=== TEXT BLOCK ===

Re: [PATCH 9/9] ipmi: add timer thread

From: Andrew Morton
Date: Sun Oct 23 2005 - 15:50:31 EST


Corey Minyard <minyard@xxxxxxx> wrote:
>
> We must poll for responses to commands when interrupts aren't in use.
> The default poll interval is based on using a kernel timer, which
> varies with HZ. For character-based interfaces like KCS and SMIC
> though, that can be way too slow (>15 minutes to flash a new firmware
> with KCS, >20 seconds to retrieve the sensor list).
>
> This creates a low-priority kernel thread to poll more often. If the
> state machine is idle, so is the kernel thread. But if there's an
> active command, it polls quite rapidly. This decrease a firmware
> flash time from 15 minutes to 1.5 minutes, and the sensor list time to
> 4.5 seconds, on a Dell PowerEdge x8x system.
>
> The timer-based polling remains, to ensure some amount of
> responsiveness even under high user process CPU load.
>
> Checking for a stopped timer at rmmod now uses atomics and
> del_timer_sync() to ensure safe stoppage.
>
> ...
>
> +static int ipmi_thread(void *data)

=== SUPPLIED INFORMATION ===

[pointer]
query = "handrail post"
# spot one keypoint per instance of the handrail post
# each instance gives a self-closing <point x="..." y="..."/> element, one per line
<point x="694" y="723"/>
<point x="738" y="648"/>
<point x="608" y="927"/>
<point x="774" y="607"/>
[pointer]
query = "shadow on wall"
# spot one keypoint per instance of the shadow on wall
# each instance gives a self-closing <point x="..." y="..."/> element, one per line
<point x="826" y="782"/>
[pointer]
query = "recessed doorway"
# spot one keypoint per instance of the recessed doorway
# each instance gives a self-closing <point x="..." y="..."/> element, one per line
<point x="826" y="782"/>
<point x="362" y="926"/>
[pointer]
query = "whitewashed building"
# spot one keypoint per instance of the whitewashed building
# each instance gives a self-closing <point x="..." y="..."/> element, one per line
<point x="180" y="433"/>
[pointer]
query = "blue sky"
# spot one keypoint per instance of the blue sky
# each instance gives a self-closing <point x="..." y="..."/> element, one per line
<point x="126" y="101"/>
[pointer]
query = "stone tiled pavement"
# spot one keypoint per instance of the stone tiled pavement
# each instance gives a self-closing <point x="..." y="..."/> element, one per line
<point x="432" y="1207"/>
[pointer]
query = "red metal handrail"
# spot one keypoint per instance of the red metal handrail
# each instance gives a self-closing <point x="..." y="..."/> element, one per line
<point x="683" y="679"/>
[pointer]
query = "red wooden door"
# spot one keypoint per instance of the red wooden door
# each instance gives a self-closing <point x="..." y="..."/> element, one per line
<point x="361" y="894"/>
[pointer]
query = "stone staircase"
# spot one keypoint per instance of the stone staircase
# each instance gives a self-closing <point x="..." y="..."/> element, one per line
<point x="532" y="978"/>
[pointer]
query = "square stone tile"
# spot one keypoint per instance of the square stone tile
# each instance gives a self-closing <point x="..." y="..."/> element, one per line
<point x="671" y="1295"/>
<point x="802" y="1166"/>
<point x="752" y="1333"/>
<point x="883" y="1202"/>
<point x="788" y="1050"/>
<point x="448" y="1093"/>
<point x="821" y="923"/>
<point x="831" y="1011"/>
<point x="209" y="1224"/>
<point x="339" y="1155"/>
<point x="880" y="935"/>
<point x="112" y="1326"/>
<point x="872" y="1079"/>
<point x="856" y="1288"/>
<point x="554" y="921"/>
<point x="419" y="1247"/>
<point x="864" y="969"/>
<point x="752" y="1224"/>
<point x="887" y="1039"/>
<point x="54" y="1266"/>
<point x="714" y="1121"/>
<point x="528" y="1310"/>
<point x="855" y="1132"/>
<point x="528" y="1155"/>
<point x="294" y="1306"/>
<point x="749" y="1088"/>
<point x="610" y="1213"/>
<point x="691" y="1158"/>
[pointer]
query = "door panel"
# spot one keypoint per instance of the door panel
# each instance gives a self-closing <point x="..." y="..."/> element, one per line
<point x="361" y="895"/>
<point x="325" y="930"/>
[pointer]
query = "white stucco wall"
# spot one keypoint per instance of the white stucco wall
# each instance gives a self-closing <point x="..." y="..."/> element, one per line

===

EXERCISE PROMPT =
Revise the IPMI timer thread reply between "Re: [PATCH 9/9]" and "the sensor list).", inclusive, with "kernel timer" changed to "hardware timer".

ANSWER IN FULL =
Re: [PATCH 9/9] ipmi: add timer thread

From: Andrew Morton
Date: Sun Oct 23 2005 - 15:50:31 EST


Corey Minyard <minyard@xxxxxxx> wrote:
>
> We must poll for responses to commands when interrupts aren't in use.
> The default poll interval is based on using a hardware timer, which
> varies with HZ. For character-based interfaces like KCS and SMIC
> though, that can be way too slow (>15 minutes to flash a new firmware
> with KCS, >20 seconds to retrieve the sensor list).